- _What to work on_:
Transcribe everything in the records, dropping and changing nothing.

::: Records shown :::

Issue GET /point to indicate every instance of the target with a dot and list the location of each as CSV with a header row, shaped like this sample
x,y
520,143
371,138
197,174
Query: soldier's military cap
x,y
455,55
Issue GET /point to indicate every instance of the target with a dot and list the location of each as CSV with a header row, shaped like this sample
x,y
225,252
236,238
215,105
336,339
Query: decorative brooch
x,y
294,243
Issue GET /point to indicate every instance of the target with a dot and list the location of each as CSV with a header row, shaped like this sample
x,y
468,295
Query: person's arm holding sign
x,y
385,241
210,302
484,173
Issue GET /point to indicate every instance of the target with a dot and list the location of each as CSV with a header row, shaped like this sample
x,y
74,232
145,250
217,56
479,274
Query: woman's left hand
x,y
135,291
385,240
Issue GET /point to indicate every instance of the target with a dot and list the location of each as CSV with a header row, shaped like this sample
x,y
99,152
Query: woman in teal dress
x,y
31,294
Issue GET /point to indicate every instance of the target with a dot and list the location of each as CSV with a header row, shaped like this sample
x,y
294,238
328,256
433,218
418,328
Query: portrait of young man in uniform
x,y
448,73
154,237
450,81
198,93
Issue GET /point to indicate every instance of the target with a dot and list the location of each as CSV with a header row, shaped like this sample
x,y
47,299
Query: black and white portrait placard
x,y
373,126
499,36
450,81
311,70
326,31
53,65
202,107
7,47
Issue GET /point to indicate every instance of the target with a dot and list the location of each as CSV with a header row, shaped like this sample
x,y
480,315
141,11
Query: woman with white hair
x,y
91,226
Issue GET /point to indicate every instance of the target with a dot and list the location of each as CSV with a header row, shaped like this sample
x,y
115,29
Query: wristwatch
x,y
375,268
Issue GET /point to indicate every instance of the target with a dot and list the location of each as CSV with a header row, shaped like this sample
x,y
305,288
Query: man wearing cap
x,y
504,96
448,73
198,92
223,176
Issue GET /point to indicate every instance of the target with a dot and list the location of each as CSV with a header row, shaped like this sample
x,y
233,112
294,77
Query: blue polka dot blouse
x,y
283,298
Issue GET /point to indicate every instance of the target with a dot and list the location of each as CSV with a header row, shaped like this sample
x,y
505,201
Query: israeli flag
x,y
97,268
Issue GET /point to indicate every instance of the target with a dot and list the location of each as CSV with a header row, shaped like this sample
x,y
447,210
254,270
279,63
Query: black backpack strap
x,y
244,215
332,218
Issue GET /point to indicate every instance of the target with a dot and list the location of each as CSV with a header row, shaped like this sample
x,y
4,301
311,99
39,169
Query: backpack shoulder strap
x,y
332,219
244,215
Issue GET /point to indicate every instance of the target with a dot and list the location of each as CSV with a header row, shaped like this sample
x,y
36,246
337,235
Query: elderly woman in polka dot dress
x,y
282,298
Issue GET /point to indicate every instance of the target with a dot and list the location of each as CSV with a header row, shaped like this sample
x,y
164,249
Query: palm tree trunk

:::

- _Your response_:
Issue GET /point to indicate every instance of the target with a dot and list the location of each as CSV with a header row, shaped like this sample
x,y
520,143
371,138
197,174
Query: soldier's military cap
x,y
455,55
Issue GET /point to indicate every instance of the target with a dot and list the location of each as CSV with a header row, shaped like this sample
x,y
225,252
236,238
215,105
336,339
Query: decorative brooch
x,y
294,243
Issue GET /point to indicate every instance of the target with a dot and list the location of each as CSV with a header row, shaped like this sample
x,y
468,295
Query: person's arm holding sign
x,y
385,241
210,302
484,173
Issue GET /point to indicate every instance of the target with a dot and list the location of each as CSV with a header row, shaped like this sample
x,y
74,232
145,250
217,56
479,274
Query: woman's left hand
x,y
135,291
385,240
Issue GET /point to indicate every instance of the target with a dot and list the location of each as CSV with a header row, shaped like this sample
x,y
99,152
Query: woman in teal dress
x,y
31,294
Issue GET /point to indicate every instance of the target with a dot and list the location of each as CSV with a header row, shaped like this sample
x,y
294,238
328,256
433,218
418,328
Query: portrait of young man in uniform
x,y
448,73
154,237
450,81
198,93
Issue GET /point to indicate every instance of the target with a dot and list the location of each as CSV with a header row, shaped like this sample
x,y
47,299
Query: black and white portrait placard
x,y
373,126
499,36
450,81
311,70
326,31
53,65
202,107
7,47
Issue GET /point to indicate every instance of the target with a dot and list the location of each as CSV with a header row, shaped like this sample
x,y
480,315
141,11
Query: woman with white hair
x,y
91,226
Issue GET /point to indicate every instance of the target with a dot and list the location of each as CSV with a header row, shaped like this sample
x,y
115,29
Query: wristwatch
x,y
375,268
Issue GET /point to indicate every instance of the target with a dot and list the location of each as CSV with a header row, shaped like this sample
x,y
305,288
Query: man wearing cap
x,y
504,96
448,73
198,92
223,176
Issue GET /point to indicate every instance of the target with a dot and list the location of each as CSV with a header row, shaped like this sample
x,y
233,112
294,77
Query: blue polka dot blouse
x,y
283,298
Issue GET /point to indicate every instance of the target with a dot and list the location of each as CSV with a header row, shaped like this sample
x,y
505,201
Query: israeli flag
x,y
97,268
Issue GET /point to indicate every instance of the target with a dot and list the location of each as CSV with a header row, shaped like this sample
x,y
447,210
254,270
279,63
Query: black backpack strap
x,y
244,215
332,218
Issue GET /point to indicate every instance of the target with a dot and list the location of each as CSV with a header row, shaped like this sample
x,y
4,301
311,99
39,169
Query: backpack shoulder strap
x,y
332,219
244,215
Issue GET /point to indicate every instance of the target with a dot and list the location of each as CSV with a header row, shaped like this sample
x,y
36,246
337,235
Query: elderly woman in polka dot dress
x,y
282,298
Issue GET /point to indicate every instance of the target with a dot and list the location of each as CSV with a header row, shaped like this sample
x,y
164,249
Query: palm tree trunk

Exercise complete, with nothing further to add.